# Data shown
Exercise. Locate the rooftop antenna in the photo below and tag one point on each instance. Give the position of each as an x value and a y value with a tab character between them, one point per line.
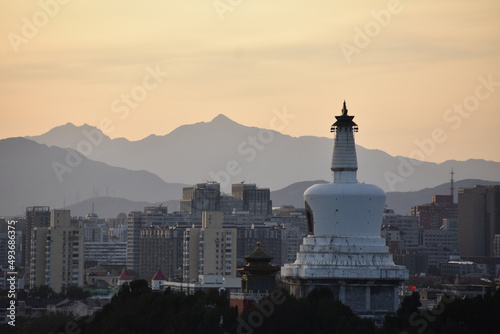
452	189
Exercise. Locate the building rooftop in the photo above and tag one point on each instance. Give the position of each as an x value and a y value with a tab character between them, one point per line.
159	276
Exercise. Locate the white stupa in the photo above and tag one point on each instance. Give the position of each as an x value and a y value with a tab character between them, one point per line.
344	250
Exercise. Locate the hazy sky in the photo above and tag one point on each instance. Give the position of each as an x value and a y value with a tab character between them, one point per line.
412	72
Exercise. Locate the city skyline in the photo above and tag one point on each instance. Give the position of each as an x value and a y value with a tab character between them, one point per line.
406	68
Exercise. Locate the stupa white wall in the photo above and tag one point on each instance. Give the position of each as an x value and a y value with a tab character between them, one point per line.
344	251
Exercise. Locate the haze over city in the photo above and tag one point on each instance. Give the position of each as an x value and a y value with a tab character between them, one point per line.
405	68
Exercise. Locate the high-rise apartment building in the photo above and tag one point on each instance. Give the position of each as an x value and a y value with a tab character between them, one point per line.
57	253
161	249
431	215
255	200
36	216
478	220
150	216
201	197
244	198
209	250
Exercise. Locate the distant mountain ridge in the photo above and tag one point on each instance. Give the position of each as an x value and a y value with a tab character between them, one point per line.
28	178
228	152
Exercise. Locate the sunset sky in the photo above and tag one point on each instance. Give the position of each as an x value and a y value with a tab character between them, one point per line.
411	71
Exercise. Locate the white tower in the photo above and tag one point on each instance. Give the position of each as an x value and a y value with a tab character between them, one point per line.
344	250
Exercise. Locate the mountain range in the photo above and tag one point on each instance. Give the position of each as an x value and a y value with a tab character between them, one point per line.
48	170
27	178
225	151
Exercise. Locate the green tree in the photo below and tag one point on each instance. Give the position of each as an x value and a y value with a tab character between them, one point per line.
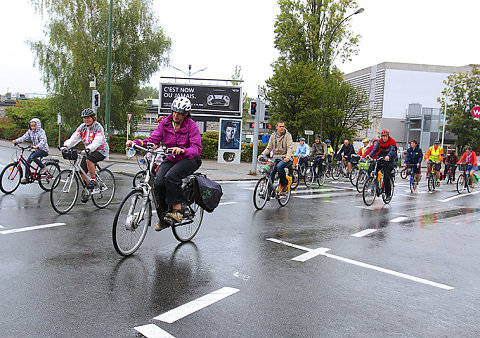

# Task brief
Transcribe the records above exactly, leaving every picture out of the copy.

# Result for this task
Exercise. Locate the rooftop antenna in the photo below and tag one point on each instance. Give the position of each as an x value and a y value with a tab character between them, one point per line.
452	189
Exercise. Locate the building rooftop in the photo above and tag one point on each instance. Give the position of each as an x value and a y value with a tab character between them, one point per line.
159	276
Exercise. Locate the white stupa in the photo above and tag one point on each instance. Give the position of each as an x value and a y value with a tab character between them, one point per line.
344	250
Exercise. Locate the hazy sky in the photo above and tag one point on each instance. Give the position of each as an x value and a y value with a tab character between them, one point per line.
412	72
Exercise. Locate the city skyline in the photo above and tag one point on each instance. Give the position of each as an x value and a y value with a tab character between them, one point per line.
406	68
Exercise. Locate the stupa white wall in the photo above and tag one point on each instance. Give the position of each as an x value and a y value with a tab character between them, one point per line.
344	251
Exercise. Locate the haze over city in the photo above and tag one point on each instance. Give the position of each as an x value and a y value with a tab character between them, one point per line.
405	68
Exercise. Locate the high-rise apartment building in the photo above and tag one point on each instance. Give the position of each as an x value and a y value with a tab character between them, one point per line.
57	253
161	249
431	215
255	200
36	216
478	220
150	216
201	197
244	198
209	250
Exercise. Locate the distant mountain ridge in the photo above and tag one point on each instance. Give the position of each as an x value and a y value with a tab character between them, one point per line.
28	178
228	152
Exercise. Locate the sunset sky in the photo above and tag one point on each instance. Give the position of each as an x value and a y value with a tab character between them, one point per line.
411	71
Exercise. Locate the white tower in the photo above and tag one point on each instance. Give the position of each as an x value and a y value with a tab character between them, one point per line.
344	250
Exercise. Locate the mountain range in the photo above and tag one point on each instance. Give the position of each as an x value and a y value with a tab character between them, one point per line.
48	170
27	178
225	151
Exercise. Locate the green tree in the photo below and tag one point on each instance. Give the position of each as an x value and a y value with a tab character between them, one point per line.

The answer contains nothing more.